_Texto do documento:_
-*-

O efeito reparador do sono

O sono de tetraplégicos muitas vezes é prejudicado e a atividade física melhora essa situação. (Créditos: Arquivo Aline Cruz)

Um dos trabalhos coordenados também por Andressa Silva resultou em um recente artigo desenvolvido pela fisioterapeuta Aline Cruz. Denominado “Cardiac autonomic nervous activity during different sleep stages in individuals with spinal cord injury: The influence of physical training” (em tradução livre, “Atividade nervosa autônoma cardíaca durante diferentes estágios do sono em indivíduos com lesão medular: A influência do treinamento físico”), o artigo foi publicado pela revista internacional Sleep Medicine e discutiu sobre a influência da atividade física no padrão de sono de tetraplégicos.

As disfunções do sistema nervoso autônomo em lesados medulares também comprometem o sono e a sua função de restaurar a mente e o corpo. A proposta de Aline Cruz foi entender como o esporte poderia ser significativo na vida dessas pessoas. “Eu trabalhava em uma clínica com reabilitação imediata de lesões medulares, e muitos pacientes enfrentavam complicações como infecções recorrentes e distúrbios do sono. Quando eles começam a praticar esportes, como o rugby de cadeira de rodas, vemos uma mudança significativa em sua independência e qualidade de vida”, relata a fisioterapeuta.

-*-

_Lista de dados:_

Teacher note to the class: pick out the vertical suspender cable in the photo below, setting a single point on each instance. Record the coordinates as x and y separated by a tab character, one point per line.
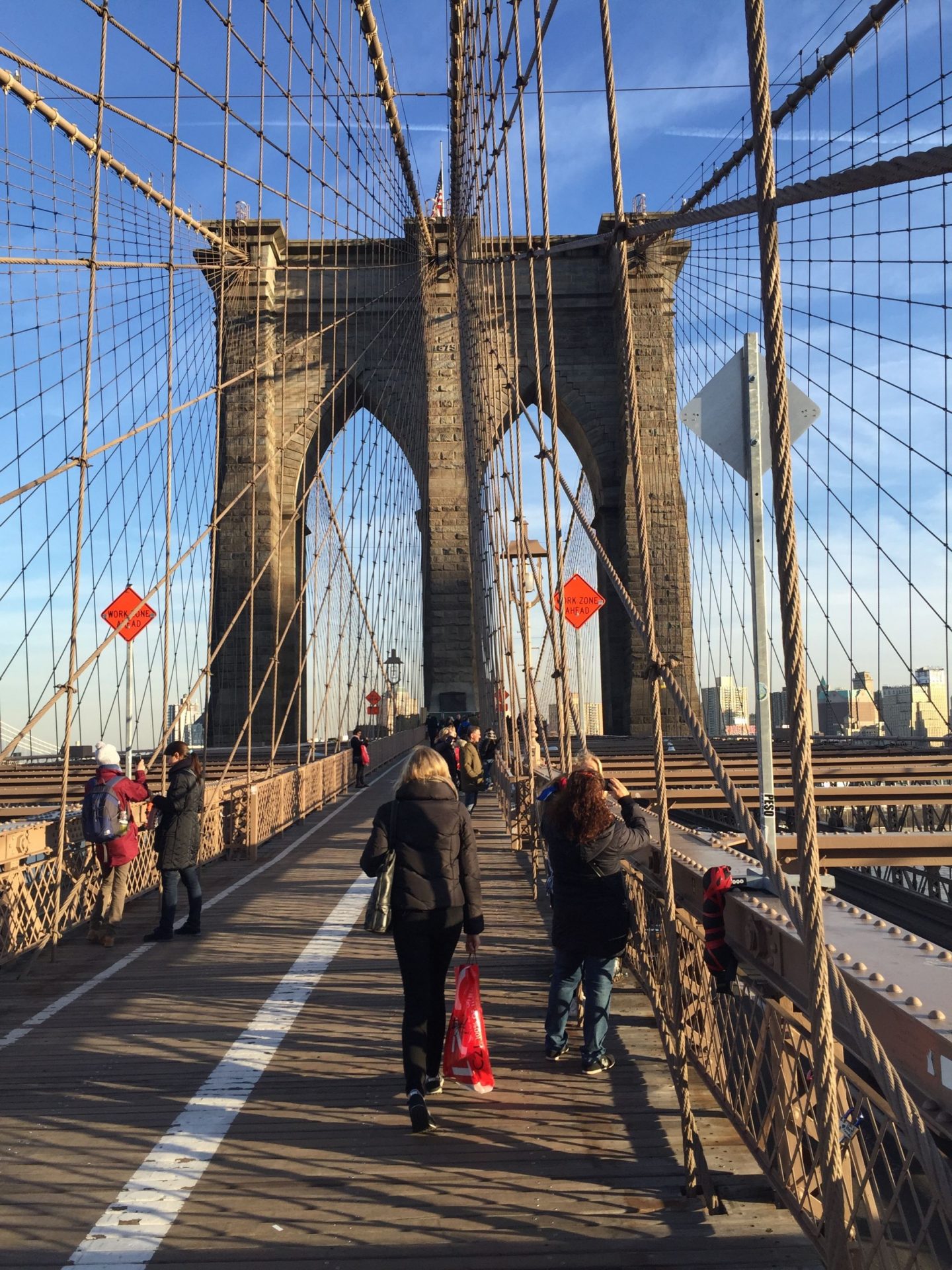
81	495
795	666
695	1165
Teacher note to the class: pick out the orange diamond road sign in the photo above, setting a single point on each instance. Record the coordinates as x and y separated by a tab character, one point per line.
118	614
580	601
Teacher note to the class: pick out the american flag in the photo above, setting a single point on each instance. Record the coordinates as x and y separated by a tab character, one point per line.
440	207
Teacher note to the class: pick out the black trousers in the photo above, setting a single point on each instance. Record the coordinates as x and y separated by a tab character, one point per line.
424	947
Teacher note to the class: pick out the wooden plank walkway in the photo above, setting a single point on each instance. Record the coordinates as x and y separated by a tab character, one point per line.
317	1166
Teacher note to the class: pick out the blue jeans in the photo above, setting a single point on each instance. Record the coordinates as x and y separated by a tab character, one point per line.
596	974
171	896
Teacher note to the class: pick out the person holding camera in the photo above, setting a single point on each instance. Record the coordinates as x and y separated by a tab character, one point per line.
177	841
587	843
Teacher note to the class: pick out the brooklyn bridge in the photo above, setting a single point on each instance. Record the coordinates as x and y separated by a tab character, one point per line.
568	375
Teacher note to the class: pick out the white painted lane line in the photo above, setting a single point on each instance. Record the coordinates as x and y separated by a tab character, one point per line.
83	988
128	1234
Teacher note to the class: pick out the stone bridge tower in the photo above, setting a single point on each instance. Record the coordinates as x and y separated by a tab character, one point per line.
309	335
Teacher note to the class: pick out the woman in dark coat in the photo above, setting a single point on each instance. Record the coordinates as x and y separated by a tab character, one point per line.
436	897
177	840
587	845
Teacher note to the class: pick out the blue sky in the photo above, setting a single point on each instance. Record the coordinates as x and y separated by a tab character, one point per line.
877	368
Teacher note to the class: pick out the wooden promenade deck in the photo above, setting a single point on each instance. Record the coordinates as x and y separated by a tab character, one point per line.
298	1151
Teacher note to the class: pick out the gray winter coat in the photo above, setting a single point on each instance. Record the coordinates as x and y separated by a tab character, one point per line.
178	835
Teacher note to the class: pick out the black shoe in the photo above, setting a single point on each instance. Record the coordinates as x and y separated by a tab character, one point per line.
157	935
420	1119
598	1066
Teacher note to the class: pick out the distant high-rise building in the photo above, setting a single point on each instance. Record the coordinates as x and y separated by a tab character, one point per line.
917	709
594	726
190	726
850	712
779	710
725	708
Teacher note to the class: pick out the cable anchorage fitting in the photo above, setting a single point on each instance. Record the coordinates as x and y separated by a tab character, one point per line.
654	669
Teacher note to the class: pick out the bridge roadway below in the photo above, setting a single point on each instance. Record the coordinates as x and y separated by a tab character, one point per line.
122	1117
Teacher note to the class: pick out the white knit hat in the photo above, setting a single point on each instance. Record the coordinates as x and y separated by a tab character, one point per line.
106	755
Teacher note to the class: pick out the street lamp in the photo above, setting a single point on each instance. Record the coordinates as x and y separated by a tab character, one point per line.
393	667
526	549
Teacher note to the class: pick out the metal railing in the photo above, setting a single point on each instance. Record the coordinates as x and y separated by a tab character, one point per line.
753	1050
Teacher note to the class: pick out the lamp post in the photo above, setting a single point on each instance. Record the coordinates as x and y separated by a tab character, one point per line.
730	415
526	549
393	667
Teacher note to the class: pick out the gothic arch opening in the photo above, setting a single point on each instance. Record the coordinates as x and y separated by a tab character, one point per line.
361	577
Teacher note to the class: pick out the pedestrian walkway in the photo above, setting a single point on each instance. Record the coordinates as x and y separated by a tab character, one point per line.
241	1096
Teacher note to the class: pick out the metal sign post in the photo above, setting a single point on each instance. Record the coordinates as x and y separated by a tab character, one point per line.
730	415
128	615
762	651
582	601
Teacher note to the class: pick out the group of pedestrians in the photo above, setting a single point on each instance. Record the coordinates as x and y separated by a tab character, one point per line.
589	825
111	827
437	896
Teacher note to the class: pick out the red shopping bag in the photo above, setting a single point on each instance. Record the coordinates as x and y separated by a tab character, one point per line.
466	1049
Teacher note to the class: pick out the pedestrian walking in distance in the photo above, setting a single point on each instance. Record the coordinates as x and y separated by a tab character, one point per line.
488	753
358	747
113	835
447	746
587	843
177	840
470	769
436	898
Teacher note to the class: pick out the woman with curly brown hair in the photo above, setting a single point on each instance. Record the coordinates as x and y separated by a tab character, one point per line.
587	843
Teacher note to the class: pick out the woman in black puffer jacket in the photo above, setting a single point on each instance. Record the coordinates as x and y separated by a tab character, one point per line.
587	843
436	897
177	840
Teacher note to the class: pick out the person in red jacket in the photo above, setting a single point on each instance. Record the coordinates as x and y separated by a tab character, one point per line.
114	855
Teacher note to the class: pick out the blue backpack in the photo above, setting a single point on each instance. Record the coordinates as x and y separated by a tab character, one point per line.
103	816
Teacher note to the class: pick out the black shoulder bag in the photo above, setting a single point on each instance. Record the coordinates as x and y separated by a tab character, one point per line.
379	907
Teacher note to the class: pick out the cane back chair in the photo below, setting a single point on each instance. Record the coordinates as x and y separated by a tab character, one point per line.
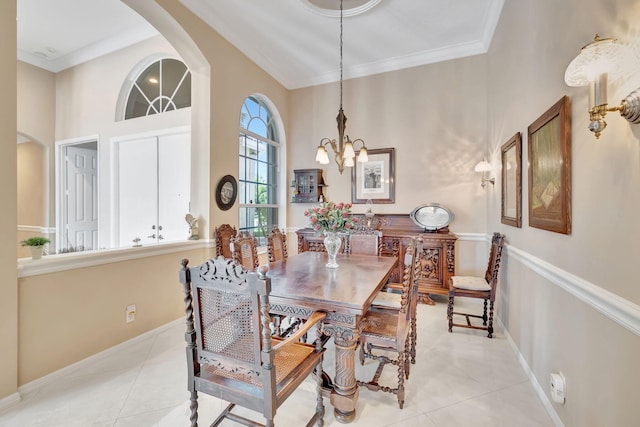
223	236
388	331
478	287
230	351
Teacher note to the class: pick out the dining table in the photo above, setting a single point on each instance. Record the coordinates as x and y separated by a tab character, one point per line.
302	284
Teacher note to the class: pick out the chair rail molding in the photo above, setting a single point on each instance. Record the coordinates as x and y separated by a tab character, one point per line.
620	310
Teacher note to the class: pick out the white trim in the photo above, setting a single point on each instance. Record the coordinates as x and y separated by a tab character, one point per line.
616	308
64	372
12	399
532	378
61	262
37	229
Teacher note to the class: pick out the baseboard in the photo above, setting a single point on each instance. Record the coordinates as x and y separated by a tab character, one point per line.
12	399
64	372
622	311
532	378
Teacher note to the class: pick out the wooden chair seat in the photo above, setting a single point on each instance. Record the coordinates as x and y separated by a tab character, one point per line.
387	300
231	354
483	287
387	331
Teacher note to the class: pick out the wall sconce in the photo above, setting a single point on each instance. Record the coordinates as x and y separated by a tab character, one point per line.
485	168
592	67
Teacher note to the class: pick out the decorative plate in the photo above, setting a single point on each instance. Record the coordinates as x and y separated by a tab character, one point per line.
431	216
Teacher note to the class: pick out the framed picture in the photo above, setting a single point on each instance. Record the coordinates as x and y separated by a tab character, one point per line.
512	181
550	169
226	192
375	179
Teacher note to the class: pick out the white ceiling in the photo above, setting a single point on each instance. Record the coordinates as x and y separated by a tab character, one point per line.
290	39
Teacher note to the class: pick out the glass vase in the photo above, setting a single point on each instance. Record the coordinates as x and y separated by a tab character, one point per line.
332	243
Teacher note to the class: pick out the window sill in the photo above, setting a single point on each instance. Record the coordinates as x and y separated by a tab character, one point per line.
61	262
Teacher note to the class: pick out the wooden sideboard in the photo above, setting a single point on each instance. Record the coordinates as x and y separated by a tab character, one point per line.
437	261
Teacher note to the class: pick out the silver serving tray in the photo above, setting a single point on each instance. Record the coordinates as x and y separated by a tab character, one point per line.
431	216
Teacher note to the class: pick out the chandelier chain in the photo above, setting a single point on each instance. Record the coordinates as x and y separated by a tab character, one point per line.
341	54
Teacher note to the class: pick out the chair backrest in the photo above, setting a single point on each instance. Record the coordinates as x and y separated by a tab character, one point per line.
276	245
364	243
223	236
495	255
410	279
226	316
245	250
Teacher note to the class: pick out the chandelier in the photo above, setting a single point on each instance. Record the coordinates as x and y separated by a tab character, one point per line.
342	148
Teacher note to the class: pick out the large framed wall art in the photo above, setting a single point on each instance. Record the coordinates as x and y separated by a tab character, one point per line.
374	180
550	169
512	181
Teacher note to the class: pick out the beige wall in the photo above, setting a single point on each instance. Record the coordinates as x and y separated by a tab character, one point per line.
31	191
554	330
434	116
73	314
36	122
8	195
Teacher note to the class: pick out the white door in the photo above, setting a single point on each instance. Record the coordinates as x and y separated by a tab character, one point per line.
154	176
174	185
137	191
81	198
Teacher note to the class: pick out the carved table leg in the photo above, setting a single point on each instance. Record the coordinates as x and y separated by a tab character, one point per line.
345	390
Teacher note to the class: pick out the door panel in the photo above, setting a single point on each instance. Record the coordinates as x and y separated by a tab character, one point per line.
137	191
154	176
81	198
174	185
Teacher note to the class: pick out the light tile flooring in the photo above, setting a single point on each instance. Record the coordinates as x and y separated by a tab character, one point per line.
460	379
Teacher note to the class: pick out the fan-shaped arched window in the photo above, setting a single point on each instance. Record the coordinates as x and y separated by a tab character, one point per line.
163	86
259	169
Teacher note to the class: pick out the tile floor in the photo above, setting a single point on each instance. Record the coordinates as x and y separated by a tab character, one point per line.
460	379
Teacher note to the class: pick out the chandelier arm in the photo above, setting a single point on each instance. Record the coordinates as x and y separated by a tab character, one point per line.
358	140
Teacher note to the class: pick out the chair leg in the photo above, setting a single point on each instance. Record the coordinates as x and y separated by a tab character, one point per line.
414	338
450	313
407	359
484	314
490	326
193	405
400	391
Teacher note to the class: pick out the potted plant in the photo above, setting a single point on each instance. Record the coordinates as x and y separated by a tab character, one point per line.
36	245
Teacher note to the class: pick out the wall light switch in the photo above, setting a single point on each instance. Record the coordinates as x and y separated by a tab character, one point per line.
131	313
558	387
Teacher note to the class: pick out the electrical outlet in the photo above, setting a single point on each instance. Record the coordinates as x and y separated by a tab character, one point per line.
131	313
558	387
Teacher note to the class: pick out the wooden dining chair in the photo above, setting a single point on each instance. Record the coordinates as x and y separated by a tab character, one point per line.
223	235
388	331
276	245
245	250
478	287
229	355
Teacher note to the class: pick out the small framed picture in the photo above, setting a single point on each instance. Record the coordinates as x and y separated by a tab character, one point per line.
375	179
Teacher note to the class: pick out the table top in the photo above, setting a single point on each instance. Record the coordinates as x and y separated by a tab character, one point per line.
351	287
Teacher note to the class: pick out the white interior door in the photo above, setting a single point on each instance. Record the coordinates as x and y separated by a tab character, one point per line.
81	198
174	185
154	176
137	191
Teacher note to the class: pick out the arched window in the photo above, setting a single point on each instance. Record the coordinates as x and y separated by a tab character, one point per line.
259	169
163	86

-*-

_Atividade 1:_
Transcreva do texto sobre o sono de tetraplégicos o trecho que começa em "O efeito reparador" e segue até "sono de tetraplégicos.".
_Atividade 2:_
Prossiga com o texto sobre o sono de tetraplégicos a partir da última frase apresentada.

_Resposta final 1:_
O efeito reparador do sono

O sono de tetraplégicos muitas vezes é prejudicado e a atividade física melhora essa situação. (Créditos: Arquivo Aline Cruz)

Um dos trabalhos coordenados também por Andressa Silva resultou em um recente artigo desenvolvido pela fisioterapeuta Aline Cruz. Denominado “Cardiac autonomic nervous activity during different sleep stages in individuals with spinal cord injury: The influence of physical training” (em tradução livre, “Atividade nervosa autônoma cardíaca durante diferentes estágios do sono em indivíduos com lesão medular: A influência do treinamento físico”), o artigo foi publicado pela revista internacional Sleep Medicine e discutiu sobre a influência da atividade física no padrão de sono de tetraplégicos.

_Resposta final 2:_
A fisioterapeuta explica que o ponto de partida da pesquisa foi entender como funcionava a variabilidade da frequência cardíaca dos tetraplégicos durante o sono. Nesse sentido, ela trabalhou com dois grupos distintos, tetraplégicos sedentários e tetraplégicos atletas, para validar sua hipótese de que o funcionamento do coração nesses dois grupos é diferente. “Durante o sono, nós passamos por quatro estágios em que temos restauração tecidual e mental. Durante os três primeiros estágios, o nosso corpo se acalma e durante o quarto estágio, o sono REM, fase do sono com a função de restauração mental, temos uma grande ativação do sistema nervoso simpático. Então, como acontece no caso dos tetraplégicos, já que eles não possuem o funcionamento do sistema nervoso simpático?”, questiona Cruz, ressaltando que pesquisas relacionadas ao tema ainda são muito escassas.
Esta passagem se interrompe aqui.